◆ AIM OF THE TASK ◆
If an entry contains a picture, omit that picture and transcribe everything else exactly.

----------------

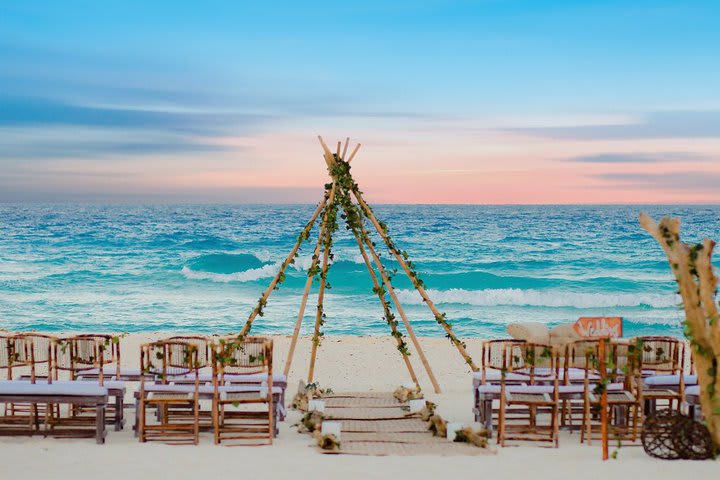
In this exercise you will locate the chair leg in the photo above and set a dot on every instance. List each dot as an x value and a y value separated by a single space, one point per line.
501 423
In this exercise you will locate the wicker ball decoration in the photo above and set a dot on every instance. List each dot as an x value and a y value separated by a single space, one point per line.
672 436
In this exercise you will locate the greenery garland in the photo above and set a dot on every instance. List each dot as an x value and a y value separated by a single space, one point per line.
354 222
304 235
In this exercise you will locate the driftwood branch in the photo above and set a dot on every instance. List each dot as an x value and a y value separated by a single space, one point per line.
697 283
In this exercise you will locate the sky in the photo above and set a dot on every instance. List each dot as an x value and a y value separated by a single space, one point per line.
491 102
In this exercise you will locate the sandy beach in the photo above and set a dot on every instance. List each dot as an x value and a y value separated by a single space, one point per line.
344 363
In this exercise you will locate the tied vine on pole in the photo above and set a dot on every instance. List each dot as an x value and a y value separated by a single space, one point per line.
697 285
280 277
354 223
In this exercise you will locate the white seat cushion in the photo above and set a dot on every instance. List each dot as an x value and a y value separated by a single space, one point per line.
693 391
80 389
669 380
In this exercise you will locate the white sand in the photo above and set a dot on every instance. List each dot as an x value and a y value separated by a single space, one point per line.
344 363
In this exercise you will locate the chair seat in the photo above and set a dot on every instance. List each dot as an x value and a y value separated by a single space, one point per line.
669 380
656 394
529 398
67 389
493 376
488 389
206 390
108 384
253 378
692 394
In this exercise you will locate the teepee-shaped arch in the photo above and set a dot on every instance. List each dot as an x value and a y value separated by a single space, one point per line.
343 194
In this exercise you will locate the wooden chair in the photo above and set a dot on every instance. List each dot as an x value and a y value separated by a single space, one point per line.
663 366
167 359
622 380
540 365
80 354
493 364
235 413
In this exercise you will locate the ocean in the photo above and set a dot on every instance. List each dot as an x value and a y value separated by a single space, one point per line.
201 268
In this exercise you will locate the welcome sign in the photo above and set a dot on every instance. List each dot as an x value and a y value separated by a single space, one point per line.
596 327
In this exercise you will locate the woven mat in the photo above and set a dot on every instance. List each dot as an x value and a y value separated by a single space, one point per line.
366 402
394 437
408 449
366 413
359 395
411 425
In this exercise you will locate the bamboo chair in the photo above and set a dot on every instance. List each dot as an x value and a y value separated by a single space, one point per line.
663 370
493 363
13 354
167 359
80 354
540 365
253 355
33 351
623 367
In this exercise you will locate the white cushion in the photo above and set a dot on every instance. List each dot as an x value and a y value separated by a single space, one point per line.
669 380
79 389
693 391
533 332
563 334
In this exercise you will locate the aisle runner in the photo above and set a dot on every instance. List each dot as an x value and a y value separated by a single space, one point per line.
377 424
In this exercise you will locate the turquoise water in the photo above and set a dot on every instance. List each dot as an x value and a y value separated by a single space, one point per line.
201 268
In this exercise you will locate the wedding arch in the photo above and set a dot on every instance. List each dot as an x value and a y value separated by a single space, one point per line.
343 195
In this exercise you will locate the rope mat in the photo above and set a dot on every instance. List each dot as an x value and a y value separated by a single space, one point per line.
393 437
376 424
407 425
365 413
407 449
358 395
354 402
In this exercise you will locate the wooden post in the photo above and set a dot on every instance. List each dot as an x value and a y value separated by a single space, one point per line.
329 159
419 288
321 291
400 310
303 303
352 155
603 400
291 255
384 303
347 142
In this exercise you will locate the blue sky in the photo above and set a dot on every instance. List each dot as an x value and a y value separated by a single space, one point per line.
102 100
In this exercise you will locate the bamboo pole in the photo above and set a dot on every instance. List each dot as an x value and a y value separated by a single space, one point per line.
321 291
603 401
303 303
419 288
329 159
347 143
291 255
384 303
354 152
401 312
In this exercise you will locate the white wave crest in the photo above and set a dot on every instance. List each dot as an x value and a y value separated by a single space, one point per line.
266 271
540 298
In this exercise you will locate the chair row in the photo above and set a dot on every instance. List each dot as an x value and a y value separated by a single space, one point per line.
565 385
224 370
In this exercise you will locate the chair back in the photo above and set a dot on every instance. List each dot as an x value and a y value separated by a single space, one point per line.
169 358
35 350
9 354
494 356
82 353
251 355
202 343
539 362
662 355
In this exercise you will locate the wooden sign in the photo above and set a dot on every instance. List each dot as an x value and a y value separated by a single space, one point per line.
595 327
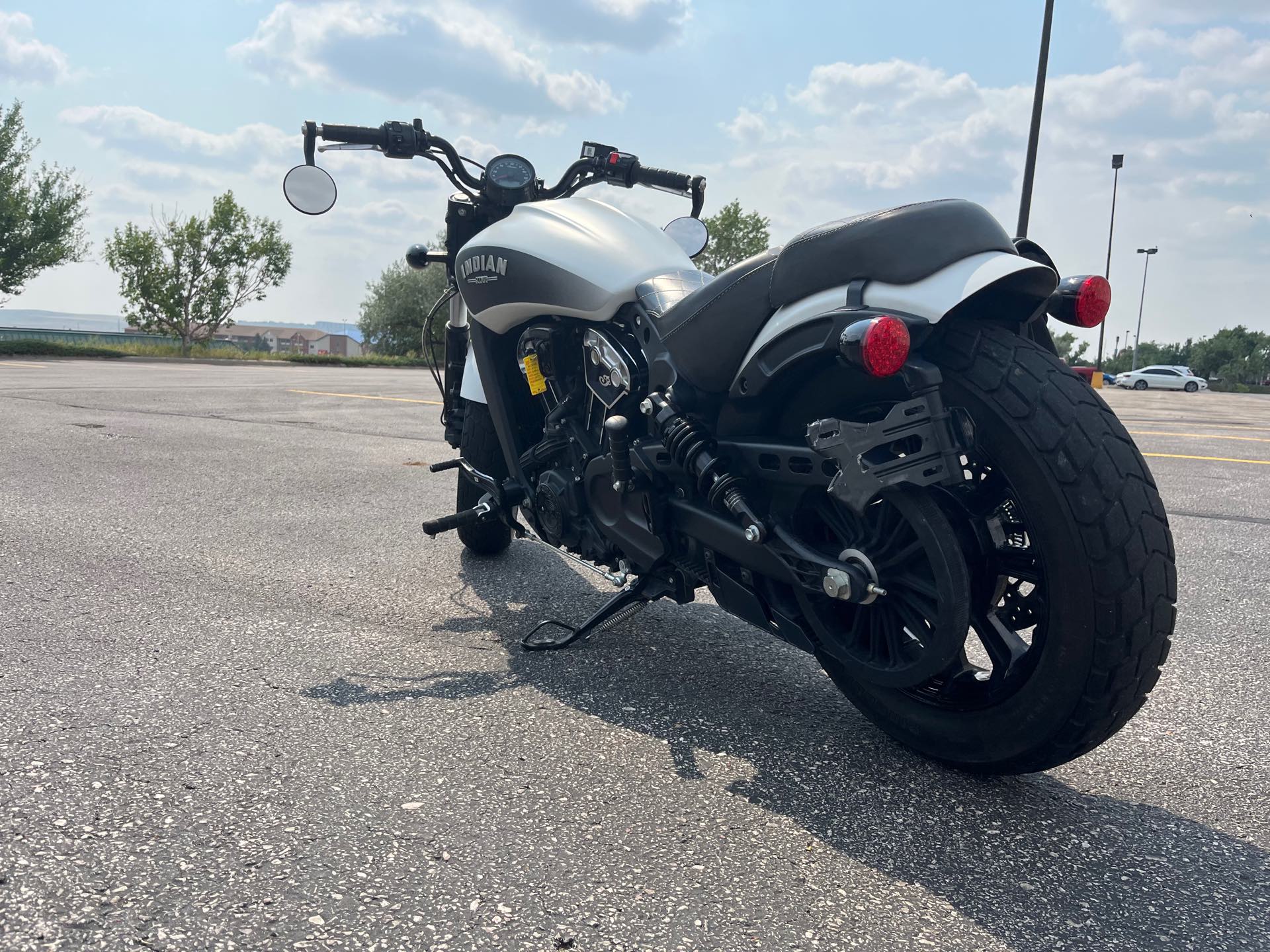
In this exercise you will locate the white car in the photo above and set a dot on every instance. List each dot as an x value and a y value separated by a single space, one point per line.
1161 377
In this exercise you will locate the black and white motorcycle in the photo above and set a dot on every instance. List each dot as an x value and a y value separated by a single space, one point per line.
861 442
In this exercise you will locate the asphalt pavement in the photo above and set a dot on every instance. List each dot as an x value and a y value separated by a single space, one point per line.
248 705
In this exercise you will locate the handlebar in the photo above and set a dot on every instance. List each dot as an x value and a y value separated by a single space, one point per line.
399 140
665 179
353 135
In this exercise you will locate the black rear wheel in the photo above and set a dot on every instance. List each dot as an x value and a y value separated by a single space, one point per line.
1071 571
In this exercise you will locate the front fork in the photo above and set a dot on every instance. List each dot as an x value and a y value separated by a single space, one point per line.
456 358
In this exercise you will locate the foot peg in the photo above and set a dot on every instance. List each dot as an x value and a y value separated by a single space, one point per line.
480 512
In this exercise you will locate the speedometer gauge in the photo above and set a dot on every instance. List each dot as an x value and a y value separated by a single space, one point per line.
509 179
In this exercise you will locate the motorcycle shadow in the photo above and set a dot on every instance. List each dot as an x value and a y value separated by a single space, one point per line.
1028 858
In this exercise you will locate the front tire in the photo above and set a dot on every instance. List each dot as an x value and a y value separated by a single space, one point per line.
1101 611
480 447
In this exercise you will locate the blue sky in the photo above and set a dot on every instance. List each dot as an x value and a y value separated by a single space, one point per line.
806 112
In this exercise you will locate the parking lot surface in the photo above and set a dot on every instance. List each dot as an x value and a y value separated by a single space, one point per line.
248 705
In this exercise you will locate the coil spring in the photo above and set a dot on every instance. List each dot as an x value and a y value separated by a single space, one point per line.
691 448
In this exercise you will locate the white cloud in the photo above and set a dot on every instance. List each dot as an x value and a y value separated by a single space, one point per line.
23 59
748 127
1144 12
630 24
1189 112
534 127
142 134
452 55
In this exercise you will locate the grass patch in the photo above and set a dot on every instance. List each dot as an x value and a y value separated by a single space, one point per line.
1232 387
56 348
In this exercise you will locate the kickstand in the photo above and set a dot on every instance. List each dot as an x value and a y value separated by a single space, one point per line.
622 606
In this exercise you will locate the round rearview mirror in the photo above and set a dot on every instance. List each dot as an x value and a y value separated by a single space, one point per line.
690 234
309 190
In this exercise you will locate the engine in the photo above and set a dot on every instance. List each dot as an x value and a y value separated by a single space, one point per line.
579 376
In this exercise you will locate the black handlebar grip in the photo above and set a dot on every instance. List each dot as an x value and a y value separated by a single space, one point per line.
665 179
357 135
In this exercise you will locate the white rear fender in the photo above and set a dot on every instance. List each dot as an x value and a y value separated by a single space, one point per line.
931 298
935 296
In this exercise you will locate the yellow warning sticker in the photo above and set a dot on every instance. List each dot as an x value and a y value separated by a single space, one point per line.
534 375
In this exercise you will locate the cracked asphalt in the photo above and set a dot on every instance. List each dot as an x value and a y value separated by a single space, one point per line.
245 705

----------------

◆ RESPONSE TO THE TASK ◆
In this exercise you will locate the chair leg in the photo above and set a dot on every instance. List each dot as an x value and a y value separated by a single space, one point per line.
501 423
In this exercise you will locate the wicker ball decoration in the photo above and set a dot on every instance. List each dot as an x value and a y value separated by a single space, one point per line.
672 436
In this exercise you will locate the greenery garland in the photo above and set a dot on every instance. List each dot as an x value and a y value separated by a single space, one point per line.
354 222
304 235
In this exercise you will locate the driftwood branch in the photo above and set a dot on every instance. List each dot as an x value and a y value separated by a single space, one point per line.
697 283
In this exercise you will locate the sky in the photo above and set a dot on every instance. List each dot as an x value and a y value separated by a single space, one point per line.
491 102
In this exercise you will locate the sandy beach in the photo above and set a dot on every instance. List each dot as an x value and a y value separated by a single space, one point per line.
344 363
In this exercise you will locate the tied vine on pole in the photo above and set a dot on every instance. List each dot as an x value and a y value separated by a single space, one point per line.
697 285
280 277
354 223
In this exercise you will locate the white seat cushion in the photo above and set a dot on every instance. List each dot as an x value and a y value separated by a single space, one point per line.
693 391
80 389
669 380
In this exercise you will locate the white sand in the photo above and set a dot on every instance. List each dot as an x value and a y value separated by a single space, one point per line.
344 363
In this exercise you will locate the chair seat in the photo above and set a dot on every instance. List each dot as an x value and a y value separated by a single space, one point per line.
669 380
656 394
529 398
67 389
493 376
488 389
206 390
108 384
253 378
692 394
In this exercise you will locate the teepee-shaped arch in the photo above and set a dot on every instance. List each dot as an x value and a y value separated by a single space, one point per line.
343 194
In this exercise you will locate the wooden chair in the photo above and set a dot on every instance. List each dot as an x value and a y value separated by a single space, one point per line.
663 366
167 359
622 380
540 365
80 354
493 364
235 413
In this exercise you will locate the ocean in the photo above and set a dot on every instance. List each dot as an x value and a y value separated by a single space, one point per line.
201 268
In this exercise you will locate the welcome sign in the photo above and set a dot on every instance. List each dot as an x value and a y value separated by a single space, one point per line.
596 327
In this exercise you will locate the woven mat in the photo above and set a dot on every instance. List each dot as an x value and a y value separated by a single space, one point per line.
366 402
394 437
408 449
366 413
359 395
411 425
In this exercise you will locate the bamboo chair in the photo above and set a dot on every instance. List each dot as an x value and a y value separated by a single space, one point per line.
663 370
493 363
13 354
167 359
80 354
540 365
253 355
33 351
623 367
In this exercise you will locate the white cushion in the photo above and set a dot on every instance. List each dot as an x value and a y value separated by a single space, one point per line.
669 380
79 389
693 391
533 332
563 334
In this exercise you will locate the aisle runner in the photo above and set a dot on every instance. List each dot as an x value and a y value separated by a single space, one point per line.
377 424
In this exercise you will locate the turquoise water in the photo above and set a dot on every instance. List each dot as an x value and a y value separated by a single space, one point per line.
201 268
In this exercise you will locate the wedding arch in the photo above and set a dot on every instance. List each dot as an x value and a y value separated by a single space, one point per line.
343 195
In this exercise you will locate the rope mat in the photo above and set a dot on every instance. List each dot as an x value and a y value separated by a single space, one point per line.
393 437
376 424
407 425
365 413
407 449
358 395
354 402
In this exercise you will locate the wooden post in the photo above and set a dot on every instance. List each dot as an x value and a y value separated by a single space, one point per line.
329 159
419 288
321 291
400 310
303 303
352 155
603 400
291 255
384 303
347 142
In this exercise you will locate the blue sky in the photo above and set a dot on every instance. List each dot as an x value and a y value separated by a single space, one point per line.
102 100
In this exercise you will locate the bamboo pole in the photo above and set a dot on every instance. List each dot as an x value and a y value separated by a single space, one point per line.
321 291
603 401
303 303
419 288
329 159
347 143
291 255
384 303
354 152
401 312
In this exercise you will locate the white wave crest in the photo above and set a dot on every instance. List each dot as an x value and a y value separated by a single space, one point per line.
266 271
540 298
In this exercise you will locate the chair row in the photo above and set a dot on every instance. List each dot as an x value and a y value separated by a single space, one point per line.
565 385
224 370
In this exercise you will locate the chair back in the photo above and set a dot on every instance. List each dot as an x value and a y value separated by a single space, one point per line.
169 358
35 350
9 354
494 356
82 353
251 355
202 343
539 362
662 355
In this exercise you will locate the wooden sign in the photo above and set a dot on every instance. List each dot as an x value and a y value separated by a single space, one point per line.
595 327
In this exercise you will locate the white car in the photo above and set a dot on every instance. List each dot as an x value and a y value separated by a single space, one point per line.
1161 377
In this exercise you will locate the black and white motorcycle in the photo above and set a dot on every instance. List each dot as an x value and a y value separated by a single space, one point per line.
861 442
In this exercise you will locate the asphalt pavement in the photo above and set a dot on every instance. List each dot as an x value and a y value separated by a single space, one point per line.
248 705
In this exercise you will locate the handlebar in the photo above and set a dot on every instance. List each dot as an x value and a y value separated by a single space, one point per line.
399 140
665 179
353 135
In this exercise you will locate the black rear wheel in the photo above and set a dot on every instance. List each dot as an x value and a y value separated by a single space, one point per line.
1071 571
In this exercise you will locate the front fork in the photo above and set a dot on every instance. List each dot as an x value and a y value separated by a single space, one point per line.
456 358
In this exercise you will locate the foot peg in the photo above and set a dot on every instance. List each dot as an x value and a y value separated by a single space, one point per line.
480 512
In this exercise you will locate the speedometer gauge in the photo above and set a dot on every instance. List each dot as an x value and a y value separated by a single space, one point per line.
509 179
In this exercise you will locate the motorcycle shadow in the photo above and set a dot on every instance. List each dot as an x value and a y value separated by a single space, one point per line.
1028 858
In this exercise you will locate the front tire in the photo above and set a dot on every instance. List each dot as an x value and a y value separated by a single space, one point per line.
1101 611
480 447
In this exercise you will locate the blue sky in the photo above and set a dot on every instance. List each dot as an x value and a y value separated by a single space, one point per line.
806 112
In this exercise you will locate the parking lot surface in the photo above and set a dot on every instance. List each dot as an x value and a y value separated by a single space, one point per line.
248 705
In this exercise you will locate the coil spring in the photo above and set a dot on every instance. List each dot as an x value and a y value separated by a single space, one point per line.
691 448
In this exercise you will locate the white cloud in the photo above and set a dot on every instance. List each dot as an x value and a y value separated by a single space, one point per line.
23 59
748 127
1144 12
630 24
1189 112
534 127
142 134
452 55
In this exercise you will locate the grass patch in the photo above and set a dot on every instance. List each dot as an x value and a y value separated by a single space, one point per line.
1232 387
56 348
In this exercise you will locate the kickstand in the photo above and set a dot on every instance. List each dot as an x value and a y value separated by a single space, one point per line.
622 606
In this exercise you will locate the round rearview mirror in the photo above and set a dot on every instance. List each dot as an x value and a y value separated by a single space, one point per line.
690 234
309 190
In this exercise you will locate the engine in the photo above and set a dot on every instance. List each dot as an x value and a y value separated by a single space, one point per line.
579 376
In this exercise you will locate the black handlebar grip in the photo above and set a dot on every instance. List each dot as an x value and a y value separated by a single space, one point per line.
665 179
357 135
In this exercise you will locate the white rear fender in the photo above and set a dot on every instance. List each dot as an x value and a y value separated by a single space, one point per line.
931 298
935 296
In this exercise you will locate the yellow warning sticker in the photo above and set a dot on every instance. List each dot as an x value and a y value separated by a single space, one point per line.
534 375
In this exercise you will locate the cracked asphalt in the photo above and set a dot on every instance. List each dot as an x value and a y value separated by a single space, one point per line.
245 705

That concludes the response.